**DATA TO PROCESS:**
=== Begin Enclosure ===
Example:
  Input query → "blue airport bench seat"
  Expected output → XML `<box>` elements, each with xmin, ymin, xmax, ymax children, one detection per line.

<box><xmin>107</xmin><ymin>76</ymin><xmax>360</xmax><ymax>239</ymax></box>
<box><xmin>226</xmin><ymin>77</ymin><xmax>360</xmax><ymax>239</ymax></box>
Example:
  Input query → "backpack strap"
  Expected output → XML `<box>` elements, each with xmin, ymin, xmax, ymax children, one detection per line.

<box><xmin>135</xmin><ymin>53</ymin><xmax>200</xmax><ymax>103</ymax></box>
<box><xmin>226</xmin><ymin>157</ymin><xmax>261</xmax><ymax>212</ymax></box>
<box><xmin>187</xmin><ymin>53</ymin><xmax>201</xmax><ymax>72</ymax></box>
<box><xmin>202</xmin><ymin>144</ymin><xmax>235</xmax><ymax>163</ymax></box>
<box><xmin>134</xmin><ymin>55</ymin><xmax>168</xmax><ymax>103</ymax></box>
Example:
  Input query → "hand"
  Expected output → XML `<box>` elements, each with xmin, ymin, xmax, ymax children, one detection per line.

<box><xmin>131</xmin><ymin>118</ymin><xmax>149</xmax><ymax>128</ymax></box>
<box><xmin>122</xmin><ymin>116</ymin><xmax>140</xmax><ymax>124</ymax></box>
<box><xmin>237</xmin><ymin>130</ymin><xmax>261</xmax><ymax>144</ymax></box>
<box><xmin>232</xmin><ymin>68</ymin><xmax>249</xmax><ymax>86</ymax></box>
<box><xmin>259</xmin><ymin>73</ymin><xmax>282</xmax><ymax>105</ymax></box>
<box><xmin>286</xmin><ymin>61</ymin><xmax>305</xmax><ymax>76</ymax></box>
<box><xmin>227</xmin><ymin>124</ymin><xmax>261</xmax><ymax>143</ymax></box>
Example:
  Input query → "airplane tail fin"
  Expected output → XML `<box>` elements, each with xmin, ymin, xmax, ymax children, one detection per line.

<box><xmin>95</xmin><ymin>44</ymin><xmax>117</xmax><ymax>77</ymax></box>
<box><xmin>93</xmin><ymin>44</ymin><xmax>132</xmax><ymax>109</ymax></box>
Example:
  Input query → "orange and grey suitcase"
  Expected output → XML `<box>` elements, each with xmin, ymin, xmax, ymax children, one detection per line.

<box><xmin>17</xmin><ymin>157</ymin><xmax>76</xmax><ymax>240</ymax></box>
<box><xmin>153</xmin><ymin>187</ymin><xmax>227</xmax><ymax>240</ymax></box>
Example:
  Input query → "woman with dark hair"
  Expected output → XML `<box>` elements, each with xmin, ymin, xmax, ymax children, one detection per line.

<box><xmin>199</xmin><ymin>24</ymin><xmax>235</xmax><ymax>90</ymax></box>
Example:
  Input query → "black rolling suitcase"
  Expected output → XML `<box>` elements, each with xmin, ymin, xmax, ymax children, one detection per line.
=== End Enclosure ===
**ACTIVITY:**
Give the data again, exactly as it appears above.

**RESPONSE TO THIS TASK:**
Example:
  Input query → "blue airport bench seat"
  Expected output → XML `<box>` elements, each with xmin, ymin, xmax, ymax children, one detection per line.

<box><xmin>107</xmin><ymin>76</ymin><xmax>360</xmax><ymax>239</ymax></box>
<box><xmin>226</xmin><ymin>77</ymin><xmax>360</xmax><ymax>239</ymax></box>
Example:
  Input query → "backpack strap"
  Expected output → XML `<box>` elements, each with xmin, ymin, xmax, ymax children, one detection per line.

<box><xmin>135</xmin><ymin>53</ymin><xmax>200</xmax><ymax>103</ymax></box>
<box><xmin>226</xmin><ymin>157</ymin><xmax>261</xmax><ymax>212</ymax></box>
<box><xmin>187</xmin><ymin>53</ymin><xmax>201</xmax><ymax>72</ymax></box>
<box><xmin>202</xmin><ymin>144</ymin><xmax>235</xmax><ymax>163</ymax></box>
<box><xmin>134</xmin><ymin>55</ymin><xmax>168</xmax><ymax>103</ymax></box>
Example:
  Input query → "hand"
  Expected output → XML `<box>` elements, each with xmin, ymin, xmax, ymax children, one detection per line.

<box><xmin>131</xmin><ymin>118</ymin><xmax>149</xmax><ymax>128</ymax></box>
<box><xmin>122</xmin><ymin>116</ymin><xmax>140</xmax><ymax>124</ymax></box>
<box><xmin>237</xmin><ymin>130</ymin><xmax>261</xmax><ymax>144</ymax></box>
<box><xmin>232</xmin><ymin>68</ymin><xmax>249</xmax><ymax>86</ymax></box>
<box><xmin>259</xmin><ymin>73</ymin><xmax>282</xmax><ymax>105</ymax></box>
<box><xmin>286</xmin><ymin>61</ymin><xmax>305</xmax><ymax>76</ymax></box>
<box><xmin>227</xmin><ymin>124</ymin><xmax>261</xmax><ymax>143</ymax></box>
Example:
  Input query → "airplane tail fin"
  Expected output → XML `<box>` elements, each with xmin, ymin, xmax, ymax children, one detection per line.

<box><xmin>95</xmin><ymin>44</ymin><xmax>117</xmax><ymax>77</ymax></box>
<box><xmin>93</xmin><ymin>44</ymin><xmax>132</xmax><ymax>109</ymax></box>
Example:
  Input query → "orange and grey suitcase"
  Expected output → XML `<box>` elements, each with xmin, ymin, xmax, ymax children, one detection per line.

<box><xmin>17</xmin><ymin>157</ymin><xmax>76</xmax><ymax>240</ymax></box>
<box><xmin>153</xmin><ymin>187</ymin><xmax>227</xmax><ymax>240</ymax></box>
Example:
  Input query → "woman with dark hair"
  Expected output → XML `<box>` elements, each with xmin, ymin, xmax, ymax children, one detection per line.

<box><xmin>199</xmin><ymin>24</ymin><xmax>235</xmax><ymax>90</ymax></box>
Example:
  Input query → "black rolling suitcase"
  Expected output → XML `<box>` elements, each with xmin, ymin, xmax, ymax children, one detection per line.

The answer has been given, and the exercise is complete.